*Text excerpt*
▼

# Research data management with Python and MongoDB

This notebook details an example upload process from parsing raw data to pushing it into the MongoDB database.
A second notebbok will follow this up with querying data and retrieving it to perform analyses on it.

## Parsing files in Python

Before we can push data to the database, we need to parse a datafile. EVN generously provided us with a sample dataset found in `data/BZ011_Rohdaten.dat`. Before trying top parse it we should take a look at the file ourselves to understand its structure. Doing that we should notice the following:
- The file is structured as a csv file, but uses tabs as delimiters between values instead of commas
- The first row of the file contains column headers as strings and all following rows contain mixed data
- The data is a mix of strings, decimal numbers and dates
- The decimal numbers use commas instead of decimal separators (as opposed to points, which are used in english speaking countries and therefore also in virtually all programming languages) 
- Some column headers contain special characters, i.e. `°C` 

We will take care of the last point first. Special characters often cause problems with text encoding if they are not handled consistently. Therefore we use the `chardet` module to automatically detect the encoding of our input file:

In [50]:
import pandas as pd
import chardet

# File path
file_path = "./data/BZ011_Rohdaten.dat"

▲

*What you need to do*
1. In the Python and MongoDB notebook, which module detects the encoding of the input file?
2. Pick up the Python and MongoDB notebook where its last line leaves off and continue it.
The data after this point has no connection to the Python and MongoDB notebook.

*Data shown*
▼

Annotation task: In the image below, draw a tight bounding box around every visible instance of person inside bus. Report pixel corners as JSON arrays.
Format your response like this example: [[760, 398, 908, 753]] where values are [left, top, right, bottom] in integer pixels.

▲

*Results for the exercise*
1. The `chardet` module.

2.
with open(file_path, "rb") as f:
    result = chardet.detect(f.read(100000))  # Analyze first 100KB
    detected_encoding = result["encoding"]

print(detected_encoding)

utf-8


We can then parse the file using the function `pd.read_csv()`, which conveniently accepts arguments to adjust the decimal separator and delimiters. We also want to convert the `Datum` column into a proper date format using `pd.to_datatime()`.

In [51]:
# Read data into pandas DataFrame
df = pd.read_csv(file_path, delimiter="\t", encoding=detected_encoding, decimal=",")  # Adjust delimiter if needed# Convert timestamp column to datetime (modify 'timestamp_column' accordingly)
df['Datum'] = pd.to_datetime(df['Datum'])  # Change 'timestamp_column' to the actual column name

  df['Datum'] = pd.to_datetime(df['Datum'])  # Change 'timestamp_column' to the actual column name


With this we have done all the necessary parsing to get our input file into a pandas dataframe. Some additional parsing methods, like combining multiple files can be found in the Repository of the recent Python course: https://github.com/ZBT-Tools/Python_workshop , in the notebook of part 3.

## Uploading data to MongoDB

To upload data to MongoDB we start by creating a connection using the `pymongo` module and particularly its `MongoClient` function. The ZBT database can be reached with the following connection string:
`mongodb://username:password@172.16.134.8:27017/?directConnection=true&authSource=admin`, where username and password need to be replaced by your own credentials. For users that exist only on a specific database, e.g. student users, the `authSource` parameter needs to be set to that database.
Naturally, we do not want our credentials to be plainly visible in a Python script - especially if we want to push it to a GitHub repository at some point. Any such secrets should be stored in environment variable files, which are conventionally called `.env` (but can be called however you prefer).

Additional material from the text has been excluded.